What needs to be done. Render every line of the items below as a JSON list of strings, one string per line, skipping blank lines and leaving the pictures out.

Source data:

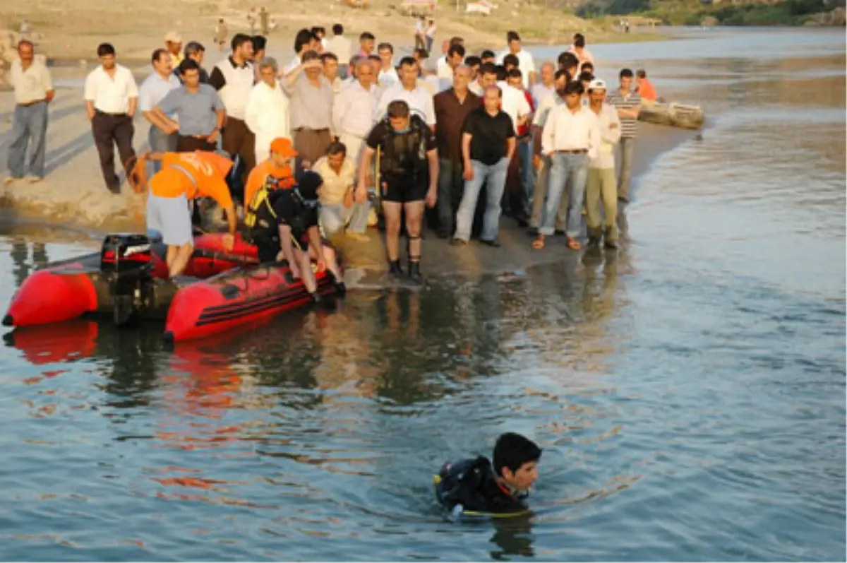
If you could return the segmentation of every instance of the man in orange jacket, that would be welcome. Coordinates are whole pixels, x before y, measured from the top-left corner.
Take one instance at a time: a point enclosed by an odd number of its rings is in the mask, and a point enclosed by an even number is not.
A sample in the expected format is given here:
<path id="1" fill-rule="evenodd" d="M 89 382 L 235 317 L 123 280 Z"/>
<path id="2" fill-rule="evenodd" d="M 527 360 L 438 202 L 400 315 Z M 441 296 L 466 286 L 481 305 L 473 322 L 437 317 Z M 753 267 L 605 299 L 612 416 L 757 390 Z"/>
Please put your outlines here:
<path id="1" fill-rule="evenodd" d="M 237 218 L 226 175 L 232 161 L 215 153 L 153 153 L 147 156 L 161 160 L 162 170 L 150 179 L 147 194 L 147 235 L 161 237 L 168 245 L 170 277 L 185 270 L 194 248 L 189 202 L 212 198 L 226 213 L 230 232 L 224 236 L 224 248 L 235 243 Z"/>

Written reply.
[
  "If you could return the segmentation of every instance of the man in orange jacket, that would be welcome. Coordinates are whole pixels, x before y, measured from the top-left corner.",
  "Take one instance at a time: a point enclosed by an odd number of its rings is in the mask, and a point enclosed by an even number is not.",
  "A sample in the expected format is given here:",
  "<path id=\"1\" fill-rule=\"evenodd\" d=\"M 89 382 L 235 317 L 123 280 Z\"/>",
  "<path id=\"2\" fill-rule=\"evenodd\" d=\"M 527 360 L 438 202 L 400 315 Z M 441 296 L 466 286 L 481 305 L 473 322 L 437 317 Z M 753 267 L 605 299 L 612 416 L 757 390 Z\"/>",
  "Please put your outlines here:",
  "<path id=\"1\" fill-rule=\"evenodd\" d=\"M 237 218 L 226 175 L 232 161 L 215 153 L 153 153 L 147 156 L 161 160 L 162 170 L 150 179 L 147 194 L 147 235 L 161 237 L 168 245 L 170 277 L 185 270 L 194 248 L 189 202 L 212 198 L 226 213 L 230 232 L 224 236 L 224 248 L 235 243 Z\"/>"
]